> _Problem to solve_:
Below are some records; return each one exactly as written.

Referring expression data:
━━━━━━━━
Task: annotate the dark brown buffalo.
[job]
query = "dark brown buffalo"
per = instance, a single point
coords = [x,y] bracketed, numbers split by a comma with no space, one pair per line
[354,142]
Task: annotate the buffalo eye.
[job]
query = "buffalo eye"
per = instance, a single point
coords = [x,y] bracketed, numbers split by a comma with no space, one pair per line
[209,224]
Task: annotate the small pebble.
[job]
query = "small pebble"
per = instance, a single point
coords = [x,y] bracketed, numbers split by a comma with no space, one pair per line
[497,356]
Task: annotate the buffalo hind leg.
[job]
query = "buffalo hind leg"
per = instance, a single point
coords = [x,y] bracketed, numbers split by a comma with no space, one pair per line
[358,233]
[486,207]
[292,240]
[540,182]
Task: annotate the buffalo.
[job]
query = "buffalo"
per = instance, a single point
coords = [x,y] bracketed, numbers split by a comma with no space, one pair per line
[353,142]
━━━━━━━━
> _Output below_:
Task: annotate the dark brown buffalo.
[job]
query = "dark brown buffalo"
per = instance, a single point
coords = [x,y] bracketed, numbers split by a comma with no space, one pair per line
[354,142]
Task: annotate the buffalo eye.
[job]
query = "buffalo eye"
per = instance, a single point
coords = [x,y] bracketed, numbers split by a comma with no space, one pair per line
[209,224]
Task: annotate the small pebble.
[job]
query = "small pebble"
per = instance, a single point
coords = [x,y] bracketed, numbers split by a comma with no space, one pair per line
[497,356]
Task: annotate the buffalo hind leg.
[job]
query = "buffalo hind leg"
per = instance, a single point
coords = [x,y] bracketed, numbers split by a comma with no space, one pair per line
[358,233]
[486,207]
[292,240]
[540,182]
Task: annotate the buffalo.
[job]
query = "buffalo"
per = instance, a single point
coords = [x,y] bracketed, numbers split by a comma with no space, one pair per line
[353,142]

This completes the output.